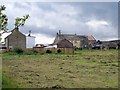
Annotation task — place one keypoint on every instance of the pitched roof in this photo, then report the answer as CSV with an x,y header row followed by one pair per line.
x,y
91,37
71,36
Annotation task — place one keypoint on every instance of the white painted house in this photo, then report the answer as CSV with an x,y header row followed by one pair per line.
x,y
30,41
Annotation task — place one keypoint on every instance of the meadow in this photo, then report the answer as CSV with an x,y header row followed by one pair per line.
x,y
83,69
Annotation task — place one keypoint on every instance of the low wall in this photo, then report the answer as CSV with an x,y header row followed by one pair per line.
x,y
54,50
43,50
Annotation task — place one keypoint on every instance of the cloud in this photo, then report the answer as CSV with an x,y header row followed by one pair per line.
x,y
96,24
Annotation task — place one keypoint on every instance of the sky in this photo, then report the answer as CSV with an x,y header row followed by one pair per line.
x,y
99,19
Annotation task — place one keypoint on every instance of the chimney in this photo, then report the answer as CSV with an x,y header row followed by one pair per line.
x,y
29,33
59,32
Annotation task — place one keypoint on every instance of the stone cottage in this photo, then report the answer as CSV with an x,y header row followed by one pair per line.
x,y
78,41
64,44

──────────

_What the exercise asks_.
An exact transcription of the material is required, without any pictures.

_Response_.
Annotation task — place one keypoint on every instance of the pitched roof in this photo, then report the answer as CSV with an x,y header row followed by one pair per line.
x,y
91,37
71,36
Annotation task — place one keypoint on every instance of the white painted house in this photo, then report the answer as CSV with an x,y header row followed by one pair per line.
x,y
30,41
Annotation task — place one keypoint on every instance of the meadow in this photo, then report the answer as CSV with an x,y header row followed by one pair per line.
x,y
83,69
Annotation task — place one keypoint on every instance of the low wall in this photo, then report the answer as CSV with an x,y header row followed by one pair per line.
x,y
54,50
43,50
Annotation task — place one keypoint on every instance of the cloud in this photo, then report the answer as CSV with an x,y header row followed by one pair per line.
x,y
96,24
Annotation task — place one keypoint on every instance of the sky in this photo, then report the answer as CSV with an x,y header row followed by one pair per line.
x,y
99,19
Annotation task — place one keypoint on every instance of the chimney in this photo, then report the answer as CSV with an x,y header row followed by one pair per line.
x,y
29,33
59,32
Annotation task — place one keypoint on every instance of the stone cottage in this photo, then report the answer as CSV with an x,y header row followed by one pair per line.
x,y
78,41
64,44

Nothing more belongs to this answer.